(Point labeling dataset excerpts)
== == ==

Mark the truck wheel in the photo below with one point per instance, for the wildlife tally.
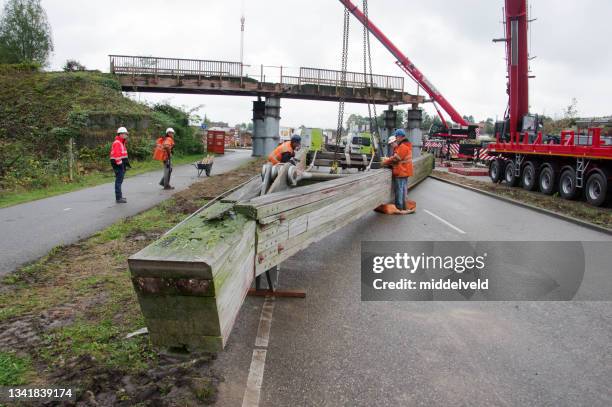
(596, 189)
(547, 181)
(509, 176)
(529, 177)
(495, 170)
(567, 184)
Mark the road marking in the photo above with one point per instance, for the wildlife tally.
(258, 361)
(447, 223)
(255, 380)
(265, 323)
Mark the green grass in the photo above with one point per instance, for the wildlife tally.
(102, 341)
(90, 180)
(14, 369)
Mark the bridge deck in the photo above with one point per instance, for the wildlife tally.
(165, 75)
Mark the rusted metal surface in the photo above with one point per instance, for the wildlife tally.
(172, 286)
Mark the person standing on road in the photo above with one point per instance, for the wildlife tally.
(163, 152)
(285, 152)
(401, 162)
(120, 162)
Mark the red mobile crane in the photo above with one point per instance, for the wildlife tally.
(464, 129)
(568, 164)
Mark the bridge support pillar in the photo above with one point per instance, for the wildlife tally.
(415, 135)
(272, 124)
(387, 131)
(259, 130)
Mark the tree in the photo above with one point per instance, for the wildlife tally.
(25, 33)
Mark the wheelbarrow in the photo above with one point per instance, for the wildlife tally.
(204, 166)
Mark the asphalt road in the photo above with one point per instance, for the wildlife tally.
(30, 230)
(331, 349)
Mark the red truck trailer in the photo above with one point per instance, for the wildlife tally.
(574, 163)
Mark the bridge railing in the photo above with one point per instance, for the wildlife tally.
(327, 77)
(175, 67)
(135, 65)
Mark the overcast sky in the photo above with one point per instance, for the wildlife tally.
(449, 40)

== == ==

(WHAT THE TASK REQUIRES)
Please copy out the lines from the one containing "Mark the red mobile" through the end of the records, both included, adding 137 to every coordinate value in the answers.

(SOLUTION TO THIS EXERCISE)
Mark the red mobile crane in the photo above with one point per instance, for the wildlife tally.
(601, 266)
(705, 301)
Mark the bridge support pillar in the photo above with one point per instance, for the wildlife tally.
(552, 272)
(409, 261)
(524, 268)
(396, 267)
Mark the tree in the photo above with one point per instance, for the wildlife tally.
(162, 170)
Mark the wheelbarrow in the photo above with one point per instance, for the wildlife tally.
(341, 303)
Mark the asphalt road in the photo above with one point per instance, for the wildlife tally.
(167, 367)
(468, 486)
Mark the red truck trailer in the photo above with one point per instance, for the wildlife tally.
(711, 300)
Mark the bridge railing in the photo above with one point per instance, for the wildlife tally.
(464, 214)
(312, 204)
(272, 202)
Mark the overcast sky in the photo above with one point per instance, for the wildlife tally.
(586, 177)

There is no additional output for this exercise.